**RECORDS FOR THIS EXERCISE**

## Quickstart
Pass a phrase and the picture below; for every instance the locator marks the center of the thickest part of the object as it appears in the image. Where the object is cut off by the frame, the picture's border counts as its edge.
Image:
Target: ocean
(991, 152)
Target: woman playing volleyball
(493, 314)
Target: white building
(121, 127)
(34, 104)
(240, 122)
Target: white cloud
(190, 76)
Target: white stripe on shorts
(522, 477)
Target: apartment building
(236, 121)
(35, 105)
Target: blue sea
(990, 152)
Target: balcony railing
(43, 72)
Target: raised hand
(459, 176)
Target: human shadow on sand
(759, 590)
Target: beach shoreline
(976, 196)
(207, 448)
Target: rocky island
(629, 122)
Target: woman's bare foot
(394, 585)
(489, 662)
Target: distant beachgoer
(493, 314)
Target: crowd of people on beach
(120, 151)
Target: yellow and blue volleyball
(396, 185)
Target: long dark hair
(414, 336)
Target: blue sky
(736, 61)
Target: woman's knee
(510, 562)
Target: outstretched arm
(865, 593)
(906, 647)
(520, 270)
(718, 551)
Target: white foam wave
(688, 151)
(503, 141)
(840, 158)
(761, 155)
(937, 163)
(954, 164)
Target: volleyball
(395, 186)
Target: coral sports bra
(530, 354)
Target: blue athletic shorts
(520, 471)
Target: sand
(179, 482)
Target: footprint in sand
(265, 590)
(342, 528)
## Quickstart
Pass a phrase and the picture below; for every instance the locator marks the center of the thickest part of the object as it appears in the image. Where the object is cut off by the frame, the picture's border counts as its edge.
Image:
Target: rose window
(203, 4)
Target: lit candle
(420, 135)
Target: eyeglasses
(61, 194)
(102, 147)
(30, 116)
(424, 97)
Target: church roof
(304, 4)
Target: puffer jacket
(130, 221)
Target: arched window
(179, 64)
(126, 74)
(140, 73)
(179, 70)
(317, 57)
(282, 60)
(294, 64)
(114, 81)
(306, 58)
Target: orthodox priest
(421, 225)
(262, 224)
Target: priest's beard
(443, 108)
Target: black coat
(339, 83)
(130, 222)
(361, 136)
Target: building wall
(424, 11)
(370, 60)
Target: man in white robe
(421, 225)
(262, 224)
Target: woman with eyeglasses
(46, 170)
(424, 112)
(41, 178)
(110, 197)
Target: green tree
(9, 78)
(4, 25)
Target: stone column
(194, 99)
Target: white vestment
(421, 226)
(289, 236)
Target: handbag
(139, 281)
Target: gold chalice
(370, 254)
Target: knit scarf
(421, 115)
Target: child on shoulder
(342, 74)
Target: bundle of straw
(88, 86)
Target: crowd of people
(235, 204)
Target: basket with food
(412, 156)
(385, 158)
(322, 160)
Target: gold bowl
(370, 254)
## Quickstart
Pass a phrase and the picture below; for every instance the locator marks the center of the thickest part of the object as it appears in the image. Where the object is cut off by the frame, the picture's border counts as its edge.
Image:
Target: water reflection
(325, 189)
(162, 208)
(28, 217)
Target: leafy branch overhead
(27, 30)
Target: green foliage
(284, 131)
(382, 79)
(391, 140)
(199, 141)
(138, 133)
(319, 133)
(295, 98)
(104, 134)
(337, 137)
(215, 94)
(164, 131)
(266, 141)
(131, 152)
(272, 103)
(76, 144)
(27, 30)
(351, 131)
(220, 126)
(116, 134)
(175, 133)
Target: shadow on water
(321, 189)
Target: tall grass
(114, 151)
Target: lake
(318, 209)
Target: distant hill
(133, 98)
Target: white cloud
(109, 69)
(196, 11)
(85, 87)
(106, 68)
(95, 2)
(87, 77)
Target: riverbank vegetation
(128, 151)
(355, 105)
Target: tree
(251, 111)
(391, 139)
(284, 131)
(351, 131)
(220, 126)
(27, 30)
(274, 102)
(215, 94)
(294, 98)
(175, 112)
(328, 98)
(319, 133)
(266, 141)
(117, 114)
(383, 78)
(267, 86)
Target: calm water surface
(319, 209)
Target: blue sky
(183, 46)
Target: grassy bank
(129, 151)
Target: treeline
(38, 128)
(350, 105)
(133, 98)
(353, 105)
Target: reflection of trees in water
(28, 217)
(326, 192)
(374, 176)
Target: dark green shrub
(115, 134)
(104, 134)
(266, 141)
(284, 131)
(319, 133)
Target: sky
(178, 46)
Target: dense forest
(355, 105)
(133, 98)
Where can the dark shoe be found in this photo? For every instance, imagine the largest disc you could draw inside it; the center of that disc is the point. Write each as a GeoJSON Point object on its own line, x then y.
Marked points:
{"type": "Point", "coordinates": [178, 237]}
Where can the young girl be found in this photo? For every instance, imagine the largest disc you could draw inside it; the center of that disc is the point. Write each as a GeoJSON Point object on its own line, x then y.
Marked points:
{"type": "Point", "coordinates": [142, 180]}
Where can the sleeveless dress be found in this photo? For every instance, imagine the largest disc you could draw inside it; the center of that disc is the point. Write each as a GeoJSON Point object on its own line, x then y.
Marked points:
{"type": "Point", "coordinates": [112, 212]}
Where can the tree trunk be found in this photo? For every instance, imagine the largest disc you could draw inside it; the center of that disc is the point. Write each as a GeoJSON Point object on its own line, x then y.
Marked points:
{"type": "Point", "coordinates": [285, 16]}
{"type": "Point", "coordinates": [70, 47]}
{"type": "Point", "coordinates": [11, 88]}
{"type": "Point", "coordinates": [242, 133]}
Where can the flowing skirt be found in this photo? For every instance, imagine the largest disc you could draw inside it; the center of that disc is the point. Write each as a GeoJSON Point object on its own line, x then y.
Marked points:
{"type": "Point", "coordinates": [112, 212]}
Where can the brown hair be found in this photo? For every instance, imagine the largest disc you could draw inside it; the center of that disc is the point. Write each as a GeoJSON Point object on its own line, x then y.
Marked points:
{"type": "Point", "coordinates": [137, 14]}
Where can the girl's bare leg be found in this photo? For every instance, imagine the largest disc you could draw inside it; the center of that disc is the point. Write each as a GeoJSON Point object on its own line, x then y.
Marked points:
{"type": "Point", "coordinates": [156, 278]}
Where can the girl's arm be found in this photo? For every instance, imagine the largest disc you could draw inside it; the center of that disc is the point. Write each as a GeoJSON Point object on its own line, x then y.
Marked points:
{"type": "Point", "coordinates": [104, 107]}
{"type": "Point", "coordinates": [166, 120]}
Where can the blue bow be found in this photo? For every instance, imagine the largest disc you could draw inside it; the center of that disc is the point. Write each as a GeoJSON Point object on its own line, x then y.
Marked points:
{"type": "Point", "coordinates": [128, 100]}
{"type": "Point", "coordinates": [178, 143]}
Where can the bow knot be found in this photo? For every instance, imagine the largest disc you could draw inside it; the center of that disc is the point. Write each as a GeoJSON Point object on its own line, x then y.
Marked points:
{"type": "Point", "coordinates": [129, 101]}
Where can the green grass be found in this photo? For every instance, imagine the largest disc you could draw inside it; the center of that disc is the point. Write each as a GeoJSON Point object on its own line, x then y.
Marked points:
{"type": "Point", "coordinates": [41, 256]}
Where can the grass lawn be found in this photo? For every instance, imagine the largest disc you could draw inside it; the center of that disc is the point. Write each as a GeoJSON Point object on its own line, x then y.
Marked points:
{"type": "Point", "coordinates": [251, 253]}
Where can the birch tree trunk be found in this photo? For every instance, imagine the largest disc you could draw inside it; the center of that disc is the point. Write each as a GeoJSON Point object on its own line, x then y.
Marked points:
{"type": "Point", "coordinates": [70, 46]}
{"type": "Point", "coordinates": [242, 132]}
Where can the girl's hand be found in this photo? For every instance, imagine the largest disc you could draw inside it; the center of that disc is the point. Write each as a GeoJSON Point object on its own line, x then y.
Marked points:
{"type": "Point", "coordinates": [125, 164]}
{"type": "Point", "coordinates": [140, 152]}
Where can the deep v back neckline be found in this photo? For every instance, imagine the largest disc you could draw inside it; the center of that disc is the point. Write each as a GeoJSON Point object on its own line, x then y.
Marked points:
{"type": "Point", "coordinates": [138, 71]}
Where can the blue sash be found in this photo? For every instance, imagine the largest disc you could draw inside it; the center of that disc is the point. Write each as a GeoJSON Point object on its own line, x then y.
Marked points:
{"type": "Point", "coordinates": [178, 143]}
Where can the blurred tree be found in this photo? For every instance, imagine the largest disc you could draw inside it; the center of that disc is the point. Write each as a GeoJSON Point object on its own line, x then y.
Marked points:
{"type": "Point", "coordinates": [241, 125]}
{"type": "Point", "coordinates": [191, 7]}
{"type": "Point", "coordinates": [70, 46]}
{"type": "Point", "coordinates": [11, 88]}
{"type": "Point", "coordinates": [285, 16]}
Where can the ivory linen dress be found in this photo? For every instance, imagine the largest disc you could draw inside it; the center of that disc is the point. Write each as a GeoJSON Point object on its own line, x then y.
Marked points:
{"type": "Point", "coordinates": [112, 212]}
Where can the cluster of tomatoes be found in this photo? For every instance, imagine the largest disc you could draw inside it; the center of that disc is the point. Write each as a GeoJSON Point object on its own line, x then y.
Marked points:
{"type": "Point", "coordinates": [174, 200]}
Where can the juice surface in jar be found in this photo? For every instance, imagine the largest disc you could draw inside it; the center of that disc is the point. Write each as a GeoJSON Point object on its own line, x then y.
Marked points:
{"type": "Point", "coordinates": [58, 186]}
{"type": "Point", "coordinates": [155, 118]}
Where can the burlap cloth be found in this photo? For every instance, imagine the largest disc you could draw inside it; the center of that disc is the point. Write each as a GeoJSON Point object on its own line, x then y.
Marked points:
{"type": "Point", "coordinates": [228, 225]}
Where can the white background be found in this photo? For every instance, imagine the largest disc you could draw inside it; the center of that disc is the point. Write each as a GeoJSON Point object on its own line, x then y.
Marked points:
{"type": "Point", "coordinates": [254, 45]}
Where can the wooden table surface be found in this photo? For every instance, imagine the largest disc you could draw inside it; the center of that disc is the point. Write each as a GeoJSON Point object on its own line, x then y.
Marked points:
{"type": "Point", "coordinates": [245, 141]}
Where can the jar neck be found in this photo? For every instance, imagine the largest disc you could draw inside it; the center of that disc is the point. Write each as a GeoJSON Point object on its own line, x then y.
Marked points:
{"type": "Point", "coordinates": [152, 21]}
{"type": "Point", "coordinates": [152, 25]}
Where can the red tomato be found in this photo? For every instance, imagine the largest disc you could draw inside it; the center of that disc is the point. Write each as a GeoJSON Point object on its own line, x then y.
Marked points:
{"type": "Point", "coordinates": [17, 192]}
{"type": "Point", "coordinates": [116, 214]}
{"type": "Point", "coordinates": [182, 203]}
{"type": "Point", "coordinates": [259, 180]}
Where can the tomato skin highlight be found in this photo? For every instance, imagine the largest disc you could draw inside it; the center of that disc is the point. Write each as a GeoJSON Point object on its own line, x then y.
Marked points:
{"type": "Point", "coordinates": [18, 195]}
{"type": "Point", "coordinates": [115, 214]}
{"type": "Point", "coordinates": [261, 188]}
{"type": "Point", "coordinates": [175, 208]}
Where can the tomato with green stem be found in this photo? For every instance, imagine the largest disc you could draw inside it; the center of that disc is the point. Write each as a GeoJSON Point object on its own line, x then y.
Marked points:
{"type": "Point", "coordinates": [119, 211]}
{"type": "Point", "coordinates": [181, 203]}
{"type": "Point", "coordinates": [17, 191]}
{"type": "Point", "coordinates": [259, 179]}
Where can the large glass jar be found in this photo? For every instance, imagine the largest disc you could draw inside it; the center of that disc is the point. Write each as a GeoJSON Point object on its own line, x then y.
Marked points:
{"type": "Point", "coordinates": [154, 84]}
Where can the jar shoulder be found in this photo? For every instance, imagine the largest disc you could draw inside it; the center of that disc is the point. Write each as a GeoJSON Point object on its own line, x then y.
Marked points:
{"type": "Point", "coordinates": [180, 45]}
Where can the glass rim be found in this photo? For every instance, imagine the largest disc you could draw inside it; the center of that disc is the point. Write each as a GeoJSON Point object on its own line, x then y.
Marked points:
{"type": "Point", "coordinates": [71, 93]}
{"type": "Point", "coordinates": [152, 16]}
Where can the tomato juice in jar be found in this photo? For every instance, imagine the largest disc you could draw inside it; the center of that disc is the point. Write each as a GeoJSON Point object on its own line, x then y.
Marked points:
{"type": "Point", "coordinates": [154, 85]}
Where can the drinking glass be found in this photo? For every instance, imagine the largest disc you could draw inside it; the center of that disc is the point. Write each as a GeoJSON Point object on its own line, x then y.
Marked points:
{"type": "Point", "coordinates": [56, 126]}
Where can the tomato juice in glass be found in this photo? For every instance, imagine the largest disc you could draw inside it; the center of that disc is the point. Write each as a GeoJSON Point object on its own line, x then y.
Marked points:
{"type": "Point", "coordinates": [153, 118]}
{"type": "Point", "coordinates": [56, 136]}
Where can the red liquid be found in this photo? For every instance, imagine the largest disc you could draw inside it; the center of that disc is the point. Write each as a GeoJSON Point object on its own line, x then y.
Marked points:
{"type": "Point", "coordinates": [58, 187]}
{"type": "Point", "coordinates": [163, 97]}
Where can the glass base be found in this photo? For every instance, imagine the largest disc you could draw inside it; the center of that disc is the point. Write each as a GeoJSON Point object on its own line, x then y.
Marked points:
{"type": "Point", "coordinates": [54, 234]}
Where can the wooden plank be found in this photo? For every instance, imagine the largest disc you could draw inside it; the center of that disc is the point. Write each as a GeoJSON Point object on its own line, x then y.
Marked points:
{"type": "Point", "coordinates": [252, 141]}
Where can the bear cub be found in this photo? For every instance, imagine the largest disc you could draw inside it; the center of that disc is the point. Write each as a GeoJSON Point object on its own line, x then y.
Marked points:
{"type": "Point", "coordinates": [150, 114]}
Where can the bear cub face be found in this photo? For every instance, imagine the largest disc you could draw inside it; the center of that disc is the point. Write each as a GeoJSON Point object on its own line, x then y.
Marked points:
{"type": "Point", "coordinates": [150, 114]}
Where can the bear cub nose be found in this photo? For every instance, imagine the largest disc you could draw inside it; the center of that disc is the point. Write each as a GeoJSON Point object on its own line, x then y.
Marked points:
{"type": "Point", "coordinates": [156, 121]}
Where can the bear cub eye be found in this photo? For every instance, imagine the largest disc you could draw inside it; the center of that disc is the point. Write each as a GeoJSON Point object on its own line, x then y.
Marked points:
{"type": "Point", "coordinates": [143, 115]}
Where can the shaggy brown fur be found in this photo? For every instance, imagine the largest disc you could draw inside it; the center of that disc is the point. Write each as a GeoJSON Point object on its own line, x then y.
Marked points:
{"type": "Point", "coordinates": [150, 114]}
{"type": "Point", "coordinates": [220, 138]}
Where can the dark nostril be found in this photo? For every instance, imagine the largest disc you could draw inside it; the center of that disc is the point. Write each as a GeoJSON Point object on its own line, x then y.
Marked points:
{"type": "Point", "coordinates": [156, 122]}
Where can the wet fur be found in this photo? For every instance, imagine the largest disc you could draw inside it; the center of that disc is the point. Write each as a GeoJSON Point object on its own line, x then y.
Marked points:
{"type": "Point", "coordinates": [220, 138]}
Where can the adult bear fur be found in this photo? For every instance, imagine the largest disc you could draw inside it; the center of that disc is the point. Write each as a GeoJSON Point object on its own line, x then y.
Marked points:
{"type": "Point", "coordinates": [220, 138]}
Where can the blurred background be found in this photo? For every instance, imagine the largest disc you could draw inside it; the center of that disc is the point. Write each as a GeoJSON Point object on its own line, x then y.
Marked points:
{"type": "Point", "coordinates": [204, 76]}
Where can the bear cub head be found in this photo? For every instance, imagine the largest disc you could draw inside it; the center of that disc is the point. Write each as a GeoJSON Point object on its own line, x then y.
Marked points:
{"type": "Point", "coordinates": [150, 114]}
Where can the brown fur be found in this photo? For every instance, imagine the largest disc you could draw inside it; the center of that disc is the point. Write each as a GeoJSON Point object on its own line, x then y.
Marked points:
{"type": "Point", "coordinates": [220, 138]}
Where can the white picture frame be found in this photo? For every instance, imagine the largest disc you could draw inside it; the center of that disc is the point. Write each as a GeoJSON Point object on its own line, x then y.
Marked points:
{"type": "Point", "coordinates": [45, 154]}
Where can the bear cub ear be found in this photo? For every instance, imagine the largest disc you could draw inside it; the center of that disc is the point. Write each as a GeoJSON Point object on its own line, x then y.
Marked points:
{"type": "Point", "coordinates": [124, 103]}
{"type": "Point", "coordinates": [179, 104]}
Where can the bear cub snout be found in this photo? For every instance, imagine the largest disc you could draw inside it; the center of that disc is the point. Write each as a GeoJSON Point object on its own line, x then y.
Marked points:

**WHAT THE TASK ASKS**
Copy each line of the records above that carries the word "background".

**WRITTEN RESPONSE**
Where can the white background be found in this photo? For every instance, imagine the largest disc you could draw inside it; the center of that disc is the point. Write each as a GeoJSON Point object on its own line, x then y.
Where can the blurred background be found in this photo? For every instance, imagine the largest disc you could draw inside it; the center of that disc is the point. Write each as a GeoJSON Point object on its own line, x then y.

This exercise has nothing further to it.